**Exercise description:** Write out exactly the lines from the one containing "Localize each lemon pulp" through the last line of the records below, including both.

**Information:**
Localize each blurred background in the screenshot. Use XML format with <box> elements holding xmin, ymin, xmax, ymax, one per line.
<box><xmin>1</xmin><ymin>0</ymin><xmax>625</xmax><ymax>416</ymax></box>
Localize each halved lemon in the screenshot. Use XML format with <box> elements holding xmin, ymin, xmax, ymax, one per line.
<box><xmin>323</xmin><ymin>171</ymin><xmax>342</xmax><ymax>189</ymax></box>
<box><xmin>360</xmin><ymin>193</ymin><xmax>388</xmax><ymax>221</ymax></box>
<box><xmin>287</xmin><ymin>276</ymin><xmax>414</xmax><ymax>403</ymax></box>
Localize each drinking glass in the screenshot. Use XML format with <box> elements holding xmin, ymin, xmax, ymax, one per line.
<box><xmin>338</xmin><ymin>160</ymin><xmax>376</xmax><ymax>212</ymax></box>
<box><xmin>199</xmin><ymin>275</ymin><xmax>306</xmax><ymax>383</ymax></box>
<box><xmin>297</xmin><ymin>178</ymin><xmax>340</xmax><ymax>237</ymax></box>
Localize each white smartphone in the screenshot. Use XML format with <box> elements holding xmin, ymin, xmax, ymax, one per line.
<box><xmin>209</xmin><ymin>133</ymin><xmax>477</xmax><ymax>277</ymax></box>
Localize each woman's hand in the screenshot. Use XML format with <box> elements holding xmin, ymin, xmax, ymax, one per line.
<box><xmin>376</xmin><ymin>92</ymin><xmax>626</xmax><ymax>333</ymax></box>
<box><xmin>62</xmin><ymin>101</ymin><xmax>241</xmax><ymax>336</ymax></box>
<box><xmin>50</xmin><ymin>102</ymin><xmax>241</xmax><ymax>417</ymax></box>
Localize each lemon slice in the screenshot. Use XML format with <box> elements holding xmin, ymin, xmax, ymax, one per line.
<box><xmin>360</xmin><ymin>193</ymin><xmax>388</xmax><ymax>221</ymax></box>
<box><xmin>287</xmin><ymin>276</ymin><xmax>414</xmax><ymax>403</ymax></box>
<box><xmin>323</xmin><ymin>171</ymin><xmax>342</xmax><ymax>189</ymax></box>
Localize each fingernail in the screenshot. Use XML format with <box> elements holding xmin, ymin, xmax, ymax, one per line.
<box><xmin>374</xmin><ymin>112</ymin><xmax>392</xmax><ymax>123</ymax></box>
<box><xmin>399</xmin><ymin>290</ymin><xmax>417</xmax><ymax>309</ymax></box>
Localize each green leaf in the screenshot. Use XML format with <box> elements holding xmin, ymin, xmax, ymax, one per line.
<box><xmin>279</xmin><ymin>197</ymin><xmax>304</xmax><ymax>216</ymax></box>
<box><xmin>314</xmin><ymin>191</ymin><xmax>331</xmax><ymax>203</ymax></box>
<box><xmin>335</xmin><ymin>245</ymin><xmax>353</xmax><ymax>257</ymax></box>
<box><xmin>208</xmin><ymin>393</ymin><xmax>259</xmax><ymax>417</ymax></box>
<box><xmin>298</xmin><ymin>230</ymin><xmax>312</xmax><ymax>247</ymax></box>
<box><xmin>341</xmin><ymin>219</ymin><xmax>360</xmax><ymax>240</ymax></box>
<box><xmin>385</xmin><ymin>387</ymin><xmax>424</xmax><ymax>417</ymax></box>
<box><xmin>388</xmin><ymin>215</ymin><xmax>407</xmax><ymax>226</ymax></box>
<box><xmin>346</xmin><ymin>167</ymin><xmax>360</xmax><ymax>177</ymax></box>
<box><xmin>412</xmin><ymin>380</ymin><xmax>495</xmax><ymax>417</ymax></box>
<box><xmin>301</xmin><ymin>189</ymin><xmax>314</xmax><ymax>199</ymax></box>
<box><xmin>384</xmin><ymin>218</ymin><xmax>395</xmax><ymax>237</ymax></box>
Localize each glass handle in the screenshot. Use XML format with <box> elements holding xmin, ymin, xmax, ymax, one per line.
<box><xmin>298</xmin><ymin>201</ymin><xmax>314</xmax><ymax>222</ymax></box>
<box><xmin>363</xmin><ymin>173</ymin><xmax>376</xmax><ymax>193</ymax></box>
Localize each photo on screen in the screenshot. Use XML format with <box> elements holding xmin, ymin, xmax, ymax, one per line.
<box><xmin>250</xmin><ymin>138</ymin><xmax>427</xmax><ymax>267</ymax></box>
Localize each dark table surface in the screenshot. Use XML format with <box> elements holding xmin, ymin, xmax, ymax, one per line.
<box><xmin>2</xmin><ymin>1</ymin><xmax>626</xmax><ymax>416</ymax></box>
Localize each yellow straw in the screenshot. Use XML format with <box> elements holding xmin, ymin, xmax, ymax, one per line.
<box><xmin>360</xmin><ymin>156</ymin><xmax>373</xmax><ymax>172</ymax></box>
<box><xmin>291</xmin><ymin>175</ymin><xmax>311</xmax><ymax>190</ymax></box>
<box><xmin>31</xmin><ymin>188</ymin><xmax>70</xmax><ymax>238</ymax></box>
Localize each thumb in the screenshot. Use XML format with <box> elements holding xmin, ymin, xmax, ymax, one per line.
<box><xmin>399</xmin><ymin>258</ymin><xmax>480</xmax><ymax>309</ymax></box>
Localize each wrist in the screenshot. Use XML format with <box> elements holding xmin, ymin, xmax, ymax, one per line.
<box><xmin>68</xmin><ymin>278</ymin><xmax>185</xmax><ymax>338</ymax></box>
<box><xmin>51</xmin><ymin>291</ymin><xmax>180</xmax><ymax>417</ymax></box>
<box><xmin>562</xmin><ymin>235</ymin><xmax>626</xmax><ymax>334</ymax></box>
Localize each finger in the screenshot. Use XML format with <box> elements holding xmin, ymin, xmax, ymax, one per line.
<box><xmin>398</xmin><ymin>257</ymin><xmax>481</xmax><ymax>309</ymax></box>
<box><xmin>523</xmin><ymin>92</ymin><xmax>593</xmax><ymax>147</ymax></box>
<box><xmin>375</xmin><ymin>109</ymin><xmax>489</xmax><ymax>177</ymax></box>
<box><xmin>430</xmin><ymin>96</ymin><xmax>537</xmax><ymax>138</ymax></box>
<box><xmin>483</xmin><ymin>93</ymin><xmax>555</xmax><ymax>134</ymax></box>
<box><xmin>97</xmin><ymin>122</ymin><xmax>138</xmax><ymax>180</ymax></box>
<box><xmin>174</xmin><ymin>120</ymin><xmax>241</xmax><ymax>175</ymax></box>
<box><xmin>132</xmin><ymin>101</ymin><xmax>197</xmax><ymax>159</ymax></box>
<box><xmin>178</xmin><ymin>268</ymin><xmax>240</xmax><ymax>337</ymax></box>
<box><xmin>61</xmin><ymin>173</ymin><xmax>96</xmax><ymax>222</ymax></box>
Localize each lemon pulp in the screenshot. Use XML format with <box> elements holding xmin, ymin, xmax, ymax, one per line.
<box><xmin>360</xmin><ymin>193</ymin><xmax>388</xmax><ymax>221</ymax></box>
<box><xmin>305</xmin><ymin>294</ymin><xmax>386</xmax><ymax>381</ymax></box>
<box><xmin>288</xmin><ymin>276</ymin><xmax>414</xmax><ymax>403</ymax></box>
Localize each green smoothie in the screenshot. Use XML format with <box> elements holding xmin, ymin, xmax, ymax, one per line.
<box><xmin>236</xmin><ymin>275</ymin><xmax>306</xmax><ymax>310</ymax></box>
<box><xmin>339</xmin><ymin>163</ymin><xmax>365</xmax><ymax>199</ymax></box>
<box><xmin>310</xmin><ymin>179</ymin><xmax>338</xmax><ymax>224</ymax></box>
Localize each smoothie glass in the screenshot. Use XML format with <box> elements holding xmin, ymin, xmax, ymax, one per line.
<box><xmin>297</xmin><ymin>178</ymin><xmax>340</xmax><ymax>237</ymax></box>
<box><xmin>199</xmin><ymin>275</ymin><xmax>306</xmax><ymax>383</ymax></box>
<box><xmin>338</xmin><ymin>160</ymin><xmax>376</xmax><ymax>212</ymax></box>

**Answer box:**
Localize each lemon pulp in the screenshot. Use XML format with <box> elements holding xmin, ymin, xmax, ymax, one per line.
<box><xmin>360</xmin><ymin>193</ymin><xmax>388</xmax><ymax>221</ymax></box>
<box><xmin>305</xmin><ymin>294</ymin><xmax>386</xmax><ymax>381</ymax></box>
<box><xmin>288</xmin><ymin>276</ymin><xmax>414</xmax><ymax>403</ymax></box>
Localize each green smoothie in the screenshot. Use XML format with <box> elements holding xmin, ymin, xmax, ymax, one per line.
<box><xmin>236</xmin><ymin>275</ymin><xmax>306</xmax><ymax>310</ymax></box>
<box><xmin>339</xmin><ymin>163</ymin><xmax>365</xmax><ymax>199</ymax></box>
<box><xmin>310</xmin><ymin>179</ymin><xmax>338</xmax><ymax>224</ymax></box>
Localize each smoothie glass in the screenshot. Use XML format with <box> elements holding xmin, ymin, xmax, ymax, one per line.
<box><xmin>297</xmin><ymin>178</ymin><xmax>340</xmax><ymax>237</ymax></box>
<box><xmin>199</xmin><ymin>275</ymin><xmax>306</xmax><ymax>383</ymax></box>
<box><xmin>338</xmin><ymin>160</ymin><xmax>376</xmax><ymax>212</ymax></box>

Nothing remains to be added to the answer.